> What you should do:
A word-for-word repetition of all the entries is required.

Stored data entries:
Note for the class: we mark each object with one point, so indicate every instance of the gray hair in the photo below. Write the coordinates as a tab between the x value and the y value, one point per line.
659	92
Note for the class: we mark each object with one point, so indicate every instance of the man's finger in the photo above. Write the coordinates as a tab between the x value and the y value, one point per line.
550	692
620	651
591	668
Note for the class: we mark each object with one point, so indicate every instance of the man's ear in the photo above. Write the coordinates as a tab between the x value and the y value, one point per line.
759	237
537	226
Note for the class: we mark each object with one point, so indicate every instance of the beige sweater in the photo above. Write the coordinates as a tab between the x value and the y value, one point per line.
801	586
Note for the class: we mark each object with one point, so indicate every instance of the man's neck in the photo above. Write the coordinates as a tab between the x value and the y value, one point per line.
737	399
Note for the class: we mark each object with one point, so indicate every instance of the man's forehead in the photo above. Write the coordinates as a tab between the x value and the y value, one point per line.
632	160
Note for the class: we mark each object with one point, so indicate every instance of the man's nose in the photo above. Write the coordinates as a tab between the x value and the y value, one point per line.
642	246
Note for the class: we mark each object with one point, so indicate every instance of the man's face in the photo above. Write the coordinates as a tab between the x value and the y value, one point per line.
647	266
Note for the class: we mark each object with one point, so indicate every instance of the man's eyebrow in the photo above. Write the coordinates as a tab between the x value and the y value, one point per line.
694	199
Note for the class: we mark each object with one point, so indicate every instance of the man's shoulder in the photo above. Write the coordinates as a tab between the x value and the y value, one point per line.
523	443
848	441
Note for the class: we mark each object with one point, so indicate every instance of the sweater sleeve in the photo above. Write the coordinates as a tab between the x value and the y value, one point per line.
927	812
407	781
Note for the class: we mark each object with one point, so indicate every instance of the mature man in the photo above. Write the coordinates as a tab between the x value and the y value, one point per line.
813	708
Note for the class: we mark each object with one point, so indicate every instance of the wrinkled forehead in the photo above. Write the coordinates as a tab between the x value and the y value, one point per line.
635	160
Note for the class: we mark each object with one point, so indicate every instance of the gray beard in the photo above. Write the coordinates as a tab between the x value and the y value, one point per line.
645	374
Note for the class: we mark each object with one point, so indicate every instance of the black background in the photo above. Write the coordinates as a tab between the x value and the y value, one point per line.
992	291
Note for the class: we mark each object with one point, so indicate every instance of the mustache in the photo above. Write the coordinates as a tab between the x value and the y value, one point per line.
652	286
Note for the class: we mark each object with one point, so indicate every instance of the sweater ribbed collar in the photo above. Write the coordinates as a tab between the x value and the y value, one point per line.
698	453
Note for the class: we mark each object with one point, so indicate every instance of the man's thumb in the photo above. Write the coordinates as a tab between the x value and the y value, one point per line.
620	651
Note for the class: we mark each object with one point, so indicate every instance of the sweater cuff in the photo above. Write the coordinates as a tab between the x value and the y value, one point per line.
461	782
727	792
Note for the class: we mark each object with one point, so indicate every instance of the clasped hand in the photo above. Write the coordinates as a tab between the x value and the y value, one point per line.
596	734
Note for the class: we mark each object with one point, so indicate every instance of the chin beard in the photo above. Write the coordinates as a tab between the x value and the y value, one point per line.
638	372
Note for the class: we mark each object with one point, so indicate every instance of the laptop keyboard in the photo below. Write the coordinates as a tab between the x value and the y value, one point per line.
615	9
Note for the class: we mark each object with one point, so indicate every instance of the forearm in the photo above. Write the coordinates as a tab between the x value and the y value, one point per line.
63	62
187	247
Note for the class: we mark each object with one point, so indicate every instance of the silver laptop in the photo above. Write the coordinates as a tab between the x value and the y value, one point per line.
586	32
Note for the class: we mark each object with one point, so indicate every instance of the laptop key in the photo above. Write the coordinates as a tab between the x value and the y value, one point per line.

> Solution to the problem:
Note for the class: we mark each object with one point, so indicate every instance of the gray hair in the photo below. Write the coordinates as a tab between the x value and the y value, one point per line.
659	92
Note for the class: we mark each object with one point, so indicate every instance of the man's finger in the photo above. Write the coordinates as a tab between the x value and the y value, one point per line.
550	692
620	651
591	668
Note for the class: we mark each object with one point, so indicate every instance of the man's ear in the photo above. Write the coordinates as a tab between the x value and the y value, one point per line.
759	237
537	226
Note for the class: we mark each object with one point, so indicate every instance of the beige sweater in the photo above. Write the coordinates as a tab between the x value and the y value, one point per line.
801	586
Note for the class: we mark each object with one point, so indicate every instance of the man's neck in the photo above. Write the coordinates as a tab between the x value and the y value, one point per line.
737	399
Note for the class: we mark each object with one point, so indicate every instance of the man's forehead in the photo above. Write the coordinates as a tab between the x value and the y value, one point per line.
632	160
Note for the class: we mark each object with one point, so indicate every instance of the man's nose in the photo above. Write the coordinates as a tab between the x value and the y value, one point per line.
642	246
Note for the class: we mark each object with one point, so indicate every instance of the man's face in the photo above. Write the coordinates as a tab between the x value and the y value, one point per line.
647	266
Note for the class: we mark each object with one point, so indicate every instance of the man's eyebrow in the photo above. Write the coordinates as a tab between the x value and the y value, one point per line.
694	199
Note for the class: we mark each object with one point, so indicate every instance of the man's shoulder in the photo above. Write the coordinates as a tab between the x value and the y value, one point per line.
523	443
848	441
Note for the class: we mark each object with one point, so indicate every instance of the sweater sleeve in the photo above. Write the coordinates as a tab between the x value and the y value, one point per line.
927	812
407	781
Note for the class: we mark each object with one point, so indicate every instance of the mature man in the photo above. Write the coordinates as a tab between the x value and the y value, one point per line.
813	708
Note for the class: we mark each object with one point, so indicate every instance of the wrinkled forehead in the photo above. Write the coordinates as a tab between the x value and the y value, one point per line.
635	160
Note for the class: we mark each object with one point, so indicate every instance of the gray beard in the photo above. Write the coordinates as a tab between the x value and the y value, one point per line.
645	374
Note for the class: we mark each object with one point, so indicate every instance of the black background in the photo above. Write the coordinates as a tab between the x value and the y value, one point per line.
992	291
Note for the class: we mark each object with one point, so indicate every instance of the mustache in the photo above. Write the coordinates as a tab between the x value and the y value, one point per line.
652	286
Note for the class: we mark each object with one point, so indicate every instance of the sweater ribbed collar in the photo above. Write the coordinates as a tab between the x value and the y value, one point per line.
698	453
Note for the class: we mark each object with one point, so indicate every instance of the man's thumb in the photo above. Write the coordinates as a tab between the x value and the y value, one point per line.
620	651
Note for the class: we mark each object with one point, so indicate every instance of the sweater cuff in the photo above. Write the coordinates as a tab between the x value and the y value, one point per line.
461	782
727	792
Note for the class: we mark each object with one point, so indicate every instance of the clasped hand in the photo above. Write the coordinates as a tab between the x value and the y value, one point per line.
596	734
Note for the class: we mark each object with one point, so indicate every instance of the chin beard in the photo above. Write the coordinates as a tab between the x value and the y value, one point per line.
638	372
Note for the class: we mark each object with one point, so indicate every instance of the laptop keyboard in the photo below. Write the coordinates as a tab between the x value and the y value, one point per line.
615	9
Note for the class: we mark each object with one point, so indicate every instance of the forearm in the photo above. Write the coordinates as a tab between the x value and the y value, one point per line.
63	62
187	247
Note for the class: we mark each object with one point, so indicate every instance of the silver laptop in the photo above. Write the coordinates as a tab between the x value and the y value, one point per line.
586	32
Note for the class: we mark each object with one point, so indicate every instance of the laptop key in the photo above. Write the coordinates as a tab between the x value and the y value, one point per line.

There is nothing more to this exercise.